Sustainability is a strategic priority. With a growing number of regulations on the horizon, pressure from stakeholders, and rising internal ambitions, companies are expected to act, and fast. But building a full in-house sustainability team takes time, budget, and clarity. Integrating ESG across a business is complex work. Even companies with clear ambitions can struggle to prioritize the right capabilities at the right time. It often requires temporary expertise to build internal capacity or accelerate progress.
That’s where interim sustainability managers come in.
They’re the boots-on-the-ground experts who can step in quickly, bring structure and momentum, and help you move from ambition to action. Whether you need to shape your sustainability strategy, prepare for your next sustainability report, or guide internal change.
In this guide, we’ll walk through what interim sustainability managers do, when to bring one on board, and how to get the most out of working with one.
What Is an Interim Sustainability Consultant?
As sustainability climbs the business agenda, many companies are looking for hands-on expertise without the delay or cost of a lengthy hiring process. That’s where interim sustainability consultants come in.
Sustainability or ESG spans climate action, resource efficiency, social impact, and governance. It’s about aligning business with long-term resilience and responsibility. Clients, investors, regulators, and employees are all raising their expectations.
A sustainability consultant helps organizations translate ambition into action. They define priorities, shape strategy, set KPIs, and ensure progress is backed by data. Many also strengthen internal systems, prepare ESG reports, or build internal awareness through training and workshops.
An interim sustainability consultant brings that expertise exactly when it’s needed. They step in temporarily to fill a capability gap, lead a critical project, or build momentum when internal capacity is stretched.

### [Raw records]
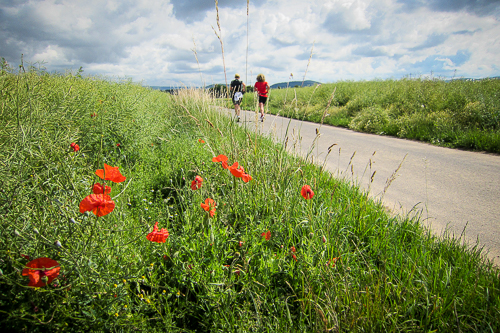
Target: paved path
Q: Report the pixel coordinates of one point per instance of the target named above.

---

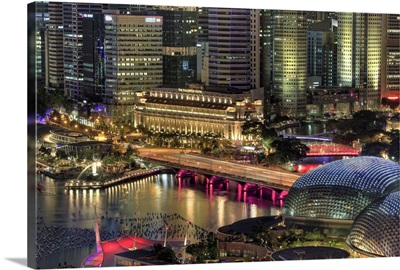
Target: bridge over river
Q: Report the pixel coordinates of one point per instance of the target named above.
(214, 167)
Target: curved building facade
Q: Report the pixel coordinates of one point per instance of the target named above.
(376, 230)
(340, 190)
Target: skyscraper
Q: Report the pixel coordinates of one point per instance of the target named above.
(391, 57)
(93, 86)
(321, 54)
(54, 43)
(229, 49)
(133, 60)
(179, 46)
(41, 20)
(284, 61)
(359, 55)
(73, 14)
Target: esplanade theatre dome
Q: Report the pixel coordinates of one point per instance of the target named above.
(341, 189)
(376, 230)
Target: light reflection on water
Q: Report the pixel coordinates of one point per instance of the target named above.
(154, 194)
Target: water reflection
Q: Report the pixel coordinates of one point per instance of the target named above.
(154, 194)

### [Tasks]
**1)** According to the guide on interim sustainability managers, what four areas does sustainability or ESG span?
**2)** Reproduce the passage of the guide on interim sustainability managers, everything from "In this guide, we’ll" down to "raising their expectations.".

### [Answers below]
**1)** Climate action, resource efficiency, social impact, and governance.

**2)**
In this guide, we’ll walk through what interim sustainability managers do, when to bring one on board, and how to get the most out of working with one.
What Is an Interim Sustainability Consultant?
As sustainability climbs the business agenda, many companies are looking for hands-on expertise without the delay or cost of a lengthy hiring process. That’s where interim sustainability consultants come in.
Sustainability or ESG spans climate action, resource efficiency, social impact, and governance. It’s about aligning business with long-term resilience and responsibility. Clients, investors, regulators, and employees are all raising their expectations.